[Directive] Arrange the lines of the listing below as a numbered list, starting with the line that contains "Q. Point to the girl in" and going on through the line that contains "pixel 141 149", both included, with blank lines left out. Leave out every other line of the listing.

[Excerpted records]
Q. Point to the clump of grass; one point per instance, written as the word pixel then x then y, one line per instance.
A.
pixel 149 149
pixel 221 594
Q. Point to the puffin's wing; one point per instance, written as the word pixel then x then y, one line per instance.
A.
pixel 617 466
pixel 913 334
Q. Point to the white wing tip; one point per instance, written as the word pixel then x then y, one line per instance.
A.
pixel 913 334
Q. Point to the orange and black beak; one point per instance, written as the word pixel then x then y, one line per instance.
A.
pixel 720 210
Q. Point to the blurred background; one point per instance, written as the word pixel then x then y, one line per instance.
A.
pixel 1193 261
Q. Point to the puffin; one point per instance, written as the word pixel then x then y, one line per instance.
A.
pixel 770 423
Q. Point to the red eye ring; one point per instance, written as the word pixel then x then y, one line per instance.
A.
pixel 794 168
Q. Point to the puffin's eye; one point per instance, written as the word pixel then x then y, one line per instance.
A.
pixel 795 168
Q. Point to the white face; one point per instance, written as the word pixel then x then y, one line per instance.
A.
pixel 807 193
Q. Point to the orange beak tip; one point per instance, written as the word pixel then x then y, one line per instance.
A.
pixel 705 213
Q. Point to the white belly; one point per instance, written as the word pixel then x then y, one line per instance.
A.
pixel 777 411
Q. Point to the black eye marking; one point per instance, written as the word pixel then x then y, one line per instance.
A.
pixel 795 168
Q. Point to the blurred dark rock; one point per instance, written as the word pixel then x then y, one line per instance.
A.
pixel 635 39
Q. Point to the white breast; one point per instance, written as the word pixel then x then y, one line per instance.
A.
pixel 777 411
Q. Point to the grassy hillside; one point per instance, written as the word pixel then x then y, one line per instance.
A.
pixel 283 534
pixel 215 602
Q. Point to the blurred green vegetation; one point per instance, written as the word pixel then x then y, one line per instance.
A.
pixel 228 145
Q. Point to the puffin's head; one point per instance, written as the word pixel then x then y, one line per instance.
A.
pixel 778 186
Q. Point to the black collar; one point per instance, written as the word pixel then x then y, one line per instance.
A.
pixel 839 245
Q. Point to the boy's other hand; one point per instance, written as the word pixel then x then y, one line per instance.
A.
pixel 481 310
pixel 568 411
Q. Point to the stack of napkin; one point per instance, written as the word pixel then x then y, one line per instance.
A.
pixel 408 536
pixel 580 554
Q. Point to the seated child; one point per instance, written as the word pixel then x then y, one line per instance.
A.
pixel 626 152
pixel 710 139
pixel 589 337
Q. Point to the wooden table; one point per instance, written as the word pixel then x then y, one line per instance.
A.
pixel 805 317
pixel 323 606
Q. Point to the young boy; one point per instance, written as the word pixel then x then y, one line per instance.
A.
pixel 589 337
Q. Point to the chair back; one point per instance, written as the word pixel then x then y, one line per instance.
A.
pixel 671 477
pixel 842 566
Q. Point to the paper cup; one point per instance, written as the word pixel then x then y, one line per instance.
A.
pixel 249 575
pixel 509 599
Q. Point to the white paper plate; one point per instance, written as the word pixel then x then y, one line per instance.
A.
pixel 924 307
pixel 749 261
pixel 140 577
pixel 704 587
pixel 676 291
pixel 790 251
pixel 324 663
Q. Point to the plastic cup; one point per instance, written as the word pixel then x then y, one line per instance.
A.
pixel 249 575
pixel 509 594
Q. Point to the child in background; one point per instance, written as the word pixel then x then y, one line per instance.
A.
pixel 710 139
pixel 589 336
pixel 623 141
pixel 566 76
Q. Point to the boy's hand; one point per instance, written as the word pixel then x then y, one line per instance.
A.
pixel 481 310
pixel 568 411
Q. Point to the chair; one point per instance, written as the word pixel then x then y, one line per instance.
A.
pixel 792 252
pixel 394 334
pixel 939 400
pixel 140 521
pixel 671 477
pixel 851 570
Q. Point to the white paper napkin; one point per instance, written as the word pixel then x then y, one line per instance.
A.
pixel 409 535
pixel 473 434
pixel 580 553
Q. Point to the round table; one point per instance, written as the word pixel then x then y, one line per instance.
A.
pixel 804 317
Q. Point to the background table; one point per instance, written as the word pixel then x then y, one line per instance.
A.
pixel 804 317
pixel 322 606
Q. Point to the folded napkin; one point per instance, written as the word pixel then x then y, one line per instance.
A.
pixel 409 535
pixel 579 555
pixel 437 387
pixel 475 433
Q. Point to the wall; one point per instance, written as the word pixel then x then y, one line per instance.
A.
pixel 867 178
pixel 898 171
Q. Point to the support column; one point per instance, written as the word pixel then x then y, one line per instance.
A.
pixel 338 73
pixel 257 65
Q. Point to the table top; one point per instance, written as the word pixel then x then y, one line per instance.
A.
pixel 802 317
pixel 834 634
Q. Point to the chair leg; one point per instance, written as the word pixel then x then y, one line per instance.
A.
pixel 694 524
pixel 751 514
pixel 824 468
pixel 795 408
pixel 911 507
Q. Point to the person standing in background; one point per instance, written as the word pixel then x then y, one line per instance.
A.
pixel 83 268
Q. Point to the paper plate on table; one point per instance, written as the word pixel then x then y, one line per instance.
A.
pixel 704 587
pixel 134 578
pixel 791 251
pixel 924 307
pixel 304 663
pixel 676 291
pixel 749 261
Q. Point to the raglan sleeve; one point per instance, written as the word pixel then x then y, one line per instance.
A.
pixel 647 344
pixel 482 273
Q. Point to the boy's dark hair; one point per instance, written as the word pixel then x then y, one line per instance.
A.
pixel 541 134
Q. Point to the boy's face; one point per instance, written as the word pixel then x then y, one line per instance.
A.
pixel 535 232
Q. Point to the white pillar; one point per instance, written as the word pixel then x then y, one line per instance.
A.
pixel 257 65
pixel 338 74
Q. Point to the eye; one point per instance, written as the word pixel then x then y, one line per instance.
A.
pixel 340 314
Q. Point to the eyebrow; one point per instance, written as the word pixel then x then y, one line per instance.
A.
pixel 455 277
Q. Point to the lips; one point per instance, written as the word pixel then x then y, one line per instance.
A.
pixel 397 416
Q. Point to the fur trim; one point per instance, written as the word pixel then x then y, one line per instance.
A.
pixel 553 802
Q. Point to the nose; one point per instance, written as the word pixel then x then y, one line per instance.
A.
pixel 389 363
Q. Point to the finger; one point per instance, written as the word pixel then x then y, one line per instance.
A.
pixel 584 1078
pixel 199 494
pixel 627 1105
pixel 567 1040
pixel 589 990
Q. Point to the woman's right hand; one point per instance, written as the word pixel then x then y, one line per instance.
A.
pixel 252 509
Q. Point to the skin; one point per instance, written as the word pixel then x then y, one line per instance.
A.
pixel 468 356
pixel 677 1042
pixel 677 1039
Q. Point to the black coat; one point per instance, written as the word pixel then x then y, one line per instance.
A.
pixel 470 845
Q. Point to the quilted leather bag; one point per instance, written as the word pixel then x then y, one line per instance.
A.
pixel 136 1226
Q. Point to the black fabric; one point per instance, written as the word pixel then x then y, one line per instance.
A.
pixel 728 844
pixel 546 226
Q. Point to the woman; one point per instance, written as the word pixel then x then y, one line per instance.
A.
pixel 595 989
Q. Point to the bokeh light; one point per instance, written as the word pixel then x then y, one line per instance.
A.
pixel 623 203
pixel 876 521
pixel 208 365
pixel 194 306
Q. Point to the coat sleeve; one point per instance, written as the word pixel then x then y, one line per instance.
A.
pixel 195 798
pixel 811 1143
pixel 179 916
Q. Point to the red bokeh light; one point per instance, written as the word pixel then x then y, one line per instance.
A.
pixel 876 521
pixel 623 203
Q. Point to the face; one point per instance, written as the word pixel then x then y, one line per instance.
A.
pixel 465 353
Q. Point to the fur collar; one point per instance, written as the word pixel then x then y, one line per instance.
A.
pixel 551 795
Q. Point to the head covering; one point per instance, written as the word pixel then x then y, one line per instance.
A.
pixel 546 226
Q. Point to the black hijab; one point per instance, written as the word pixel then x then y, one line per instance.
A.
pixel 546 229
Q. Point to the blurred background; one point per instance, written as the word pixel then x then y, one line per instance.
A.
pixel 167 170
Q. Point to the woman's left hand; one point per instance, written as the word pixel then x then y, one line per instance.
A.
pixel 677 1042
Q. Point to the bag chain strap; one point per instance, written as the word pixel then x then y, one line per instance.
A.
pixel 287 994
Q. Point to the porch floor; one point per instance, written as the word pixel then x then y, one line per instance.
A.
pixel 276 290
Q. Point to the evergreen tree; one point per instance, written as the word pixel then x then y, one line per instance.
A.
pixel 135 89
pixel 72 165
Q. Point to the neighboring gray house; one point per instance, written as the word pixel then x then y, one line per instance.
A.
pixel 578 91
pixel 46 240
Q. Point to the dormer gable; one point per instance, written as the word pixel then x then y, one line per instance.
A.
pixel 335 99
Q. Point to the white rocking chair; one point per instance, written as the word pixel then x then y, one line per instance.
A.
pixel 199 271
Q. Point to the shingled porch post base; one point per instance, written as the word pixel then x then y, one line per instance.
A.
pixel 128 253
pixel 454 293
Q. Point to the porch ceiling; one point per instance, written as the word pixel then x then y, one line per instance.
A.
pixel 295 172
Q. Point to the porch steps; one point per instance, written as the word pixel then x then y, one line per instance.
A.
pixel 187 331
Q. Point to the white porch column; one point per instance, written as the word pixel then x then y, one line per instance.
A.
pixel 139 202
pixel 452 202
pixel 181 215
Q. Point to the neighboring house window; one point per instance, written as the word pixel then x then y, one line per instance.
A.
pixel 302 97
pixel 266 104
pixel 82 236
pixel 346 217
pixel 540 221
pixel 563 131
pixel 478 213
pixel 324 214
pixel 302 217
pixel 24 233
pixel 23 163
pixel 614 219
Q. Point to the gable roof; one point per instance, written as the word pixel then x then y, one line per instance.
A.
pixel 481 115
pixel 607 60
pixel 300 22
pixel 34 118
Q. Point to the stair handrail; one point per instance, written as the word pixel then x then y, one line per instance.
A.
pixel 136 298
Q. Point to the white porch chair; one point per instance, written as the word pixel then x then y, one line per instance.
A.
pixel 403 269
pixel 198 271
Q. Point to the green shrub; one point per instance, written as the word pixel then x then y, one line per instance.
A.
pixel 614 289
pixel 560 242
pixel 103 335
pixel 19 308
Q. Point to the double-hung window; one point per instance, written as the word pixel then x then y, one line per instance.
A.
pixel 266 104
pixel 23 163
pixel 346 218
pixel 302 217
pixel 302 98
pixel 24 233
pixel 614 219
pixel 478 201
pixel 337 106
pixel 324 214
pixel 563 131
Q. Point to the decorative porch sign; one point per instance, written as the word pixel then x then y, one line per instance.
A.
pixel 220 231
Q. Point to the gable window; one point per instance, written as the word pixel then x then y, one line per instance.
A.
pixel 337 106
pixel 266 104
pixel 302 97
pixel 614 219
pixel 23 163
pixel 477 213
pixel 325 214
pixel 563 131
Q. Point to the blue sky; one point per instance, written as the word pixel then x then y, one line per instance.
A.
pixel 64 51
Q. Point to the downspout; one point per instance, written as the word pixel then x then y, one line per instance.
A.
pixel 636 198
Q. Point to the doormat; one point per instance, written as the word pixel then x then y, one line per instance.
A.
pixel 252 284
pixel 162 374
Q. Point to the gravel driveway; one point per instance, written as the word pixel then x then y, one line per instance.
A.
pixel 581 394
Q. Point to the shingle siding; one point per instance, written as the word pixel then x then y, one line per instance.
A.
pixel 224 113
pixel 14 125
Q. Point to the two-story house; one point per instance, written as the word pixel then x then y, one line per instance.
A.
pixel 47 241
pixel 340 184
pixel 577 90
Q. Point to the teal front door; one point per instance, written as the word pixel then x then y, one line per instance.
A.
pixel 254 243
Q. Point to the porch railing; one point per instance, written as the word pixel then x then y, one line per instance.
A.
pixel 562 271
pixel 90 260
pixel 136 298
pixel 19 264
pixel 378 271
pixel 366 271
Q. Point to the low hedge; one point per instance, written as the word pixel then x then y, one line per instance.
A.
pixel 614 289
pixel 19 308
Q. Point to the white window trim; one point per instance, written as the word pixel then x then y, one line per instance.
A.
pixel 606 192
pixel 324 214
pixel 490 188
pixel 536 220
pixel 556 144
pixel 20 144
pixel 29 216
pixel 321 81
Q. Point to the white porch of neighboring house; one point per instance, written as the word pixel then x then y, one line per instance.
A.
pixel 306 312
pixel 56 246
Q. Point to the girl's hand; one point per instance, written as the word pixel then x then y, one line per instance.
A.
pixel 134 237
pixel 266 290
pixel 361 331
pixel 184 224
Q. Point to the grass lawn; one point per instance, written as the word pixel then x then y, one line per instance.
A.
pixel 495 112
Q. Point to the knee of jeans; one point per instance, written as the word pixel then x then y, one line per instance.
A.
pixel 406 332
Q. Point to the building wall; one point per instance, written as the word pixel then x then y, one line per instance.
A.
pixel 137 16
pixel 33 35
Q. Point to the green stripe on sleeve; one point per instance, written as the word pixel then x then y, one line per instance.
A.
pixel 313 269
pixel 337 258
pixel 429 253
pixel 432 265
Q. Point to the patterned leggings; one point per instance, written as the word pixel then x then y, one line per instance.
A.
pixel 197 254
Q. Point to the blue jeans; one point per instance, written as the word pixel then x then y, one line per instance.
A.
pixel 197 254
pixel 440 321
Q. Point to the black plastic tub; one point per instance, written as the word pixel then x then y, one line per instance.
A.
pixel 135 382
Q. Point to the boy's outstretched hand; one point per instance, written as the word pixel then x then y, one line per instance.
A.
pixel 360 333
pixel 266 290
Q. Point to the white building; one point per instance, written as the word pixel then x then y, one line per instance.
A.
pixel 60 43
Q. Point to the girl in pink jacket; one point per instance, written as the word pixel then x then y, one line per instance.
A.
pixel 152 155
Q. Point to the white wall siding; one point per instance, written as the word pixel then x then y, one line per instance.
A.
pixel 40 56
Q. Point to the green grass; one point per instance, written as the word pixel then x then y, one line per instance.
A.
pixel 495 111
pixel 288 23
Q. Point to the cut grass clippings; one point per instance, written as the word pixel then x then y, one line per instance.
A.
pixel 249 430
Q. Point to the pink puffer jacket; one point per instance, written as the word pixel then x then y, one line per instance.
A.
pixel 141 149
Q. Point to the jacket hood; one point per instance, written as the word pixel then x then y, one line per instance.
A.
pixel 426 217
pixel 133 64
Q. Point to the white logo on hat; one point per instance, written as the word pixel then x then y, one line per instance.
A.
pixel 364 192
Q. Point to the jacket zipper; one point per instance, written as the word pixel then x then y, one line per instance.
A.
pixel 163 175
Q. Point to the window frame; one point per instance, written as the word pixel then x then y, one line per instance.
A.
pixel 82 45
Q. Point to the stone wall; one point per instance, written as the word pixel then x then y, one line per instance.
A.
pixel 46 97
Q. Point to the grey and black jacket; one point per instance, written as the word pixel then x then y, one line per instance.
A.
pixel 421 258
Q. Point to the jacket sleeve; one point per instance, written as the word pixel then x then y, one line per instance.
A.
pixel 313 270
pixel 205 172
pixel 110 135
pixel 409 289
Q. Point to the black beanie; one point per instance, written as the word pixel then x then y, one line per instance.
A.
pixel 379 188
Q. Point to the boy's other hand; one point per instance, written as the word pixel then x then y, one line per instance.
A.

[Written reply]
1. Q. Point to the girl in pink jacket; one point per instance, written as the word pixel then x then y, one line per instance.
2. A.
3. pixel 152 155
4. Q. Point to the white wall siding; one point per instance, written as the word pixel then x then y, one line per instance.
5. A.
6. pixel 40 56
7. Q. Point to the green grass; one point per instance, written as the word pixel then x then y, one line per instance.
8. A.
9. pixel 495 111
10. pixel 288 23
11. Q. Point to the cut grass clippings; one point per instance, written as the word pixel then x then y, one line per instance.
12. A.
13. pixel 249 430
14. Q. Point to the pink puffer jacket; one point per instance, written as the word pixel then x then y, one line per instance.
15. A.
16. pixel 141 149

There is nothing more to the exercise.